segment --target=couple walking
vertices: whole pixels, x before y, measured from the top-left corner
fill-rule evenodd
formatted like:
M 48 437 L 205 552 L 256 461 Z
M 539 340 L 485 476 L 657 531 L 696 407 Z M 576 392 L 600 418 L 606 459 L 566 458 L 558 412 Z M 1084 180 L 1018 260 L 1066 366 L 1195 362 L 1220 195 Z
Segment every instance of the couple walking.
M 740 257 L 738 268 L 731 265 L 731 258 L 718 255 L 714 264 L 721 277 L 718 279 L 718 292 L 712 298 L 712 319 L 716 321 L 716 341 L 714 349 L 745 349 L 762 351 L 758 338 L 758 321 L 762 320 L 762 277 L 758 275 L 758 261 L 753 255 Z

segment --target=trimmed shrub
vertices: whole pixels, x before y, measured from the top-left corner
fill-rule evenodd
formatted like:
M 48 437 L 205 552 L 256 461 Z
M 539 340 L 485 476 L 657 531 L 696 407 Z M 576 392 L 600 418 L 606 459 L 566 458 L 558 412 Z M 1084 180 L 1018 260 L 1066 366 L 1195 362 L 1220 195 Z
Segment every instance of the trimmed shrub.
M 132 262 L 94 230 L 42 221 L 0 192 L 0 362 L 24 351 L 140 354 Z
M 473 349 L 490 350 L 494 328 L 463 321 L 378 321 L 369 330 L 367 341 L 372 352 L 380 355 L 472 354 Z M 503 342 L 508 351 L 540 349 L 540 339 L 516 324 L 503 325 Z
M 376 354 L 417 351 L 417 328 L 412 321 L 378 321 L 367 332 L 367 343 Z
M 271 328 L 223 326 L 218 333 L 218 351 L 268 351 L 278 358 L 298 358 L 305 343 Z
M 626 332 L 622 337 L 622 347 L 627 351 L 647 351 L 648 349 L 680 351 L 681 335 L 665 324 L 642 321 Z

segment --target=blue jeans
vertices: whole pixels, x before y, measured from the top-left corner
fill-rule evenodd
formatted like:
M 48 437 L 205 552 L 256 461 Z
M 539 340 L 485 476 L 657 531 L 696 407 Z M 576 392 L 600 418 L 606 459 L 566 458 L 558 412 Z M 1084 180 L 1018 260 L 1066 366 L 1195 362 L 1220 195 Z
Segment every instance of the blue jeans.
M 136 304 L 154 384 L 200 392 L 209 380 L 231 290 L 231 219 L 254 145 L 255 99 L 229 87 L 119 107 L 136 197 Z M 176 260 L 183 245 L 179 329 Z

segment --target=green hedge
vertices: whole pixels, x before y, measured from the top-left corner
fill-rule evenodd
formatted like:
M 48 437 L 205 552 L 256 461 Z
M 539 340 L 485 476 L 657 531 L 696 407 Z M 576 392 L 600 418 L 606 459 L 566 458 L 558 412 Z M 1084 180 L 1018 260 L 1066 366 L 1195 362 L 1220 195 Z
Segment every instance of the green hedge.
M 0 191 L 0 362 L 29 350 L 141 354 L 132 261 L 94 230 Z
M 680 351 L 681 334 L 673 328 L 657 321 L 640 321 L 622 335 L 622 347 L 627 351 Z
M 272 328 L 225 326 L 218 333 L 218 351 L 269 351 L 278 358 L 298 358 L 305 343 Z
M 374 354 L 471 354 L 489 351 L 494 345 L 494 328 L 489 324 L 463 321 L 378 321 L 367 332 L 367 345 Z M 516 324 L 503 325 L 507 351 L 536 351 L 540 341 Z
+-------+
Convert every line of the records above into a JSON list of strings, one string per line, omitting blank lines.

[
  "segment --target=couple walking",
  "vertices: whole pixels, x before y, measured from the top-left corner",
  "fill-rule evenodd",
  "formatted like:",
  "M 48 437 L 205 552 L 256 461 Z",
  "M 539 340 L 485 476 L 657 531 L 696 407 Z M 576 392 L 600 418 L 606 459 L 566 458 L 558 412 Z M 1084 180 L 1018 260 L 1066 366 L 1195 362 L 1220 195 Z",
  "Segment every instance of the couple walking.",
  "M 740 257 L 738 268 L 731 265 L 731 258 L 718 255 L 714 264 L 721 277 L 718 279 L 718 292 L 712 298 L 712 319 L 716 321 L 716 341 L 714 349 L 745 349 L 762 351 L 758 338 L 758 321 L 762 320 L 762 277 L 758 275 L 758 261 L 753 255 Z",
  "segment --target=trimmed shrub",
  "vertices: whole pixels, x before y, measured from the top-left corner",
  "fill-rule evenodd",
  "formatted like:",
  "M 48 437 L 205 552 L 256 461 Z",
  "M 539 340 L 485 476 L 657 531 L 696 407 Z M 576 392 L 600 418 L 606 459 L 566 458 L 558 412 Z M 1084 180 L 1018 260 L 1066 366 L 1195 362 L 1220 195 Z",
  "Segment every instance of the trimmed shrub.",
  "M 132 262 L 94 230 L 42 221 L 0 192 L 0 362 L 24 351 L 140 354 Z",
  "M 473 349 L 490 350 L 494 328 L 463 321 L 378 321 L 369 330 L 367 341 L 372 352 L 380 355 L 472 354 Z M 503 342 L 508 351 L 540 349 L 540 339 L 516 324 L 503 325 Z",
  "M 376 354 L 417 351 L 417 328 L 412 321 L 378 321 L 367 332 L 367 343 Z",
  "M 271 328 L 223 326 L 218 333 L 218 351 L 268 351 L 278 358 L 298 358 L 305 343 Z",
  "M 626 332 L 622 337 L 622 347 L 627 351 L 647 351 L 648 349 L 680 351 L 681 335 L 665 324 L 642 321 Z",
  "segment --target=blue jeans",
  "vertices: whole pixels, x before y, measured from the top-left corner",
  "fill-rule evenodd",
  "formatted like:",
  "M 48 437 L 205 552 L 256 461 Z",
  "M 539 340 L 485 476 L 657 531 L 696 407 Z M 576 392 L 600 418 L 606 459 L 566 458 L 558 412 Z M 1084 180 L 1018 260 L 1066 366 L 1195 362 L 1220 195 Z",
  "Segment every instance of the blue jeans.",
  "M 136 304 L 154 384 L 200 392 L 209 380 L 231 290 L 231 219 L 254 145 L 255 99 L 229 87 L 119 107 L 136 197 Z M 176 260 L 183 245 L 179 329 Z",
  "segment --target=green hedge",
  "vertices: whole pixels, x before y, measured from the top-left corner",
  "fill-rule evenodd",
  "formatted like:",
  "M 48 437 L 205 552 L 256 461 Z",
  "M 539 340 L 485 476 L 657 531 L 696 407 Z M 576 392 L 600 418 L 606 459 L 566 458 L 558 412 Z M 1084 180 L 1018 260 L 1066 366 L 1195 362 L 1220 195 Z",
  "Segment every instance of the green hedge.",
  "M 0 191 L 0 362 L 29 350 L 141 354 L 132 261 L 94 230 Z",
  "M 680 351 L 681 334 L 673 328 L 657 321 L 640 321 L 622 335 L 622 347 L 627 351 Z",
  "M 272 328 L 225 326 L 218 333 L 218 351 L 269 351 L 278 358 L 298 358 L 305 343 Z",
  "M 374 354 L 471 354 L 489 351 L 494 345 L 494 328 L 489 324 L 463 321 L 378 321 L 367 332 L 367 345 Z M 516 324 L 503 325 L 507 351 L 536 351 L 540 341 Z"
]